▸ **REQUIRED WORK**
**A.** In the DESeq2 forum thread, on which site had Michael Love first posted the answer he shares?
**B.** Continue the DESeq2 forum thread from its last line.

▸ **DOCUMENT EXCERPT**
Question: How to explain how DESeq2 works to someone with zero bioinformatics background?
gravatar for wanziyi89
2.0 years ago by
wanziyi890 wrote:

Hi everyone, 

Just a very very odd question. I have finished a differential gene expression analysis using the DESeq2 package. I got my list of DEGs, foldchanges, volcano plots etc.

Now I have a major headache: How to present about how DESeq2 works to my PI, who has limited knowledge on bioinformatics. I don't want to smoke my way through the results presentations but I want to educate share the knowledge with my PIs and also several of my colleagues who also has zero bioinformatics background.

Anyone have any prior background/experience with this kind of situation? Mind sharing some tips?



deseq2 • 1.1k views
ADD COMMENTlink modified 2.0 years ago by Michael Love23k • written 2.0 years ago by wanziyi890
Answer: How to explain how DESeq2 works to someone with zero bioinformatics background?
gravatar for Michael Love
2.0 years ago by
Michael Love23k
United States
Michael Love23k wrote:

Hi Kenta,

This is an answer I posted to Biostars a while ago:

We really tried to write the main text of the paper such that it would be understood by non-statisticians. that said, I'll try to do it in a few sentences. before further questions on details please at least *try* to read the paper :)

▸ **Stored data entries**
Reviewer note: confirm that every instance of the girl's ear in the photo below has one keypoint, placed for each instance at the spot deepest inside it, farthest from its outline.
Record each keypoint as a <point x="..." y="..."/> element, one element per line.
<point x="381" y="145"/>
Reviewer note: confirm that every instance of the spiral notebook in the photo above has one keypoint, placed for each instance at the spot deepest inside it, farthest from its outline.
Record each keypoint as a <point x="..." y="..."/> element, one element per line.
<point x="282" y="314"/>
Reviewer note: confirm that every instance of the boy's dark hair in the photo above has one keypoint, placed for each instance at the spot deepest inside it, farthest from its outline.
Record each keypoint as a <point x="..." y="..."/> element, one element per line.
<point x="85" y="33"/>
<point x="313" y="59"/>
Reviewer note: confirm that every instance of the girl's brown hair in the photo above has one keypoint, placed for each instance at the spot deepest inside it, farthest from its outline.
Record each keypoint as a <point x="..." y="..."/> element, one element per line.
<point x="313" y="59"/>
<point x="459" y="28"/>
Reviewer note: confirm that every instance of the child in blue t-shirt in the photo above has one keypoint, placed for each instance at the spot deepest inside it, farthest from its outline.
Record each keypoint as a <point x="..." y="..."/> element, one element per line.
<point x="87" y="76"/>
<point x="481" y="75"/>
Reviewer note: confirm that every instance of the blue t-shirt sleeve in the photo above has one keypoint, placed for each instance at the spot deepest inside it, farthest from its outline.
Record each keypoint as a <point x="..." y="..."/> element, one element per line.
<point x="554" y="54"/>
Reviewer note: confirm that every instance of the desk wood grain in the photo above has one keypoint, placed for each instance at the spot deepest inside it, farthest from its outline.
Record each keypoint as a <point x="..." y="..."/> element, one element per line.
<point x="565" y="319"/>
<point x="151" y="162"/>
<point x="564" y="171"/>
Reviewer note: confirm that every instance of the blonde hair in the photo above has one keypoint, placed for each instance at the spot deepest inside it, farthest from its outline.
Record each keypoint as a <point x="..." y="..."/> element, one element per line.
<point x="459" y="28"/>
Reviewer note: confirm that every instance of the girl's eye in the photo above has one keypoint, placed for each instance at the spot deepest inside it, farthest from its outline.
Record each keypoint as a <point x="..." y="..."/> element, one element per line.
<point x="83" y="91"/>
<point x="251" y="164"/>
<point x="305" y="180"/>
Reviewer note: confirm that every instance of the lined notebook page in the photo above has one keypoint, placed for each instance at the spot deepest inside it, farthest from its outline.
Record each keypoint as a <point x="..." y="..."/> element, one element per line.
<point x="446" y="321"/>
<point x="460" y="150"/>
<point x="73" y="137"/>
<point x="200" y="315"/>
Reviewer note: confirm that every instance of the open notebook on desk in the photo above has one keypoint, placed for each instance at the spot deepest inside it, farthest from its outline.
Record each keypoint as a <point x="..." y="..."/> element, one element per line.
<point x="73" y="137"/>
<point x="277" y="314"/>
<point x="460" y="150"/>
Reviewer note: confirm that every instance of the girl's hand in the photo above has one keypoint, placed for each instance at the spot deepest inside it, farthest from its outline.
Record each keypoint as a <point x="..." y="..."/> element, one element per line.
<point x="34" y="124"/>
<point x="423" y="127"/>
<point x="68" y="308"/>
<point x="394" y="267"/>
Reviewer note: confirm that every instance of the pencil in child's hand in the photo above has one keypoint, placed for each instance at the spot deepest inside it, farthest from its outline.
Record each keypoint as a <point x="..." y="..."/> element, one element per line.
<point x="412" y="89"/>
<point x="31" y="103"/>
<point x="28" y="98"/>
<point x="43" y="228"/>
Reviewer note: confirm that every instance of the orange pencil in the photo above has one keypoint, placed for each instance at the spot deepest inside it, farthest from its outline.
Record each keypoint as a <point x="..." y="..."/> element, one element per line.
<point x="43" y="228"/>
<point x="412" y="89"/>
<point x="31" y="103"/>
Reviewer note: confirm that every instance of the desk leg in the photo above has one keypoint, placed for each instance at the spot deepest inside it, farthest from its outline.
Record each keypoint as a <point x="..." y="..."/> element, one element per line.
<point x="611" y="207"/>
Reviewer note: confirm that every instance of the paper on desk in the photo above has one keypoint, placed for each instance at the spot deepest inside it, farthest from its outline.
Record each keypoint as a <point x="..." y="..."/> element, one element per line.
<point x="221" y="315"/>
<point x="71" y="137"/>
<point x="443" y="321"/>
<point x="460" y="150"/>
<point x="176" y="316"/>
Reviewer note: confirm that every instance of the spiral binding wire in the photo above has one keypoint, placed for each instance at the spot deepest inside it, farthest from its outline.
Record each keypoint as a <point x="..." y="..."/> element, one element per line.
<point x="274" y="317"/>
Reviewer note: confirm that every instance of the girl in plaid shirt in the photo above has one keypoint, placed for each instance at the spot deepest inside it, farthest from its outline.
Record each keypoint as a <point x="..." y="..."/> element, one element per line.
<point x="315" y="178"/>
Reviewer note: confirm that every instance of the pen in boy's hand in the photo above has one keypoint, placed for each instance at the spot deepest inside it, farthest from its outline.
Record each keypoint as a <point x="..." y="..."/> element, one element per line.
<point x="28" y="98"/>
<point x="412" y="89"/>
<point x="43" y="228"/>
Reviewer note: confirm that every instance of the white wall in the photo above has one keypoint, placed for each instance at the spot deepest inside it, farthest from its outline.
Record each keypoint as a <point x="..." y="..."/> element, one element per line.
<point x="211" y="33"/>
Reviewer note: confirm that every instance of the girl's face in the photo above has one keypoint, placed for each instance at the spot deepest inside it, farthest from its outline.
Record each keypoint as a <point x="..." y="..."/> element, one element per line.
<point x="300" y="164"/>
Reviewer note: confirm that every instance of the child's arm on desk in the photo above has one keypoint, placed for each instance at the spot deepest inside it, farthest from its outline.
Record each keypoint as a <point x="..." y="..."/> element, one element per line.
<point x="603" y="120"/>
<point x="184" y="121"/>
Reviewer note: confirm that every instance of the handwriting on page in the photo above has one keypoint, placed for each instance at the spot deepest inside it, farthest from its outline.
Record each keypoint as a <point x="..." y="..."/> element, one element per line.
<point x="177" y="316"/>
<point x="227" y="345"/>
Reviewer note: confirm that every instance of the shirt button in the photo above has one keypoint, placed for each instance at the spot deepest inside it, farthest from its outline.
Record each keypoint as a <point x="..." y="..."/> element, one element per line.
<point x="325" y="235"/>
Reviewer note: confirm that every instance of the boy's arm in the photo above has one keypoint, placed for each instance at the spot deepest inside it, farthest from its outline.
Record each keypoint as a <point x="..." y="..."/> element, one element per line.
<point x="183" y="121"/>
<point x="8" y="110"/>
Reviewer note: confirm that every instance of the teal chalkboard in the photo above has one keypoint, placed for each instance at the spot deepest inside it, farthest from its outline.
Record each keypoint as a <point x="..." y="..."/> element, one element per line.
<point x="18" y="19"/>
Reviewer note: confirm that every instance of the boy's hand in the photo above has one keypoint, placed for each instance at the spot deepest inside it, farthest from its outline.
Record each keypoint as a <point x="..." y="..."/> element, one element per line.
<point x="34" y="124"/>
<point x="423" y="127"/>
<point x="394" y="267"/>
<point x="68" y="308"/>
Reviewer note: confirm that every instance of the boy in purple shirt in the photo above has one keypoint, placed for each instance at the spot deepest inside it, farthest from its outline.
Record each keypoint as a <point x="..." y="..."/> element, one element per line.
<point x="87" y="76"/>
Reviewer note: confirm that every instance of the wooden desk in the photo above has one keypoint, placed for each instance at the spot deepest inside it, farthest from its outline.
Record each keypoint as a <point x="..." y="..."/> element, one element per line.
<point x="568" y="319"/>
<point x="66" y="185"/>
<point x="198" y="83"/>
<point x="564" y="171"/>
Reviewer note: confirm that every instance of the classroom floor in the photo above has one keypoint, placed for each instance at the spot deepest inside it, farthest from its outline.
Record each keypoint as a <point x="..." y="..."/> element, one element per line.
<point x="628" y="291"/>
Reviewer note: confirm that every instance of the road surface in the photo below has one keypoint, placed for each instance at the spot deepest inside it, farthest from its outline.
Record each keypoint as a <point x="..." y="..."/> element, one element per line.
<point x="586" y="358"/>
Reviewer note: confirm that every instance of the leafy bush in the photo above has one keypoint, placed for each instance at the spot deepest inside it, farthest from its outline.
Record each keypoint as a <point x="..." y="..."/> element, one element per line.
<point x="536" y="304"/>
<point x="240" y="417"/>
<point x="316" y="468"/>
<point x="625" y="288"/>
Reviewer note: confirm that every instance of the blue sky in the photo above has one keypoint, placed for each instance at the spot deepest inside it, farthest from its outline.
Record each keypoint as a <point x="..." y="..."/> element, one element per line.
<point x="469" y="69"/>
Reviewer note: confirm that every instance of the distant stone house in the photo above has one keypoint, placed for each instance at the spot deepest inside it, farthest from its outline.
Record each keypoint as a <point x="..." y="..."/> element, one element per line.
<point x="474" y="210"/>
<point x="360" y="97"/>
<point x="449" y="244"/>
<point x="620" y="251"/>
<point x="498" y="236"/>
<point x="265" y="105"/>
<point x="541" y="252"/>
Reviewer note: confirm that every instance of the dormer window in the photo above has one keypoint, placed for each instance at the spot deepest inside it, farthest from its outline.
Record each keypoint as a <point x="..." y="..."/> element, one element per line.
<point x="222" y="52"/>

▸ **ANSWERS IN ORDER**
**A.** Biostars

**B.**
Let's say we want to compare counts between two groups. We build a model for the observed counts. This model has some parameters: (1) a normalization parameter, for differences in library size at least, or it can be extended by other software; (2) a variance parameter, called dispersion; (3) parameters representing the group differences. Fit (1) using the same method from the original DESeq. Fit (2) in two steps: first find the value of the parameter that makes the likelihood largest, which is called maximum likelihood estimation. Look at all the values from all of the genes and move these values towards a middle value. Bayes theorem guides the amount of movement for each gene: if the information for the gene is low, the value is moved more to the middle, if the information for the gene is high, the value is moved very little. Fit (3) using the same technique as used for (2). The values for (3) are a useful final product, as are sets of genes where the group differences are likely to be above a threshold (zero or otherwise). These sets are defined by their false discovery rate.

Let me know if this helps or if you have further questions (you can reply with comment here on Bioconductor support site).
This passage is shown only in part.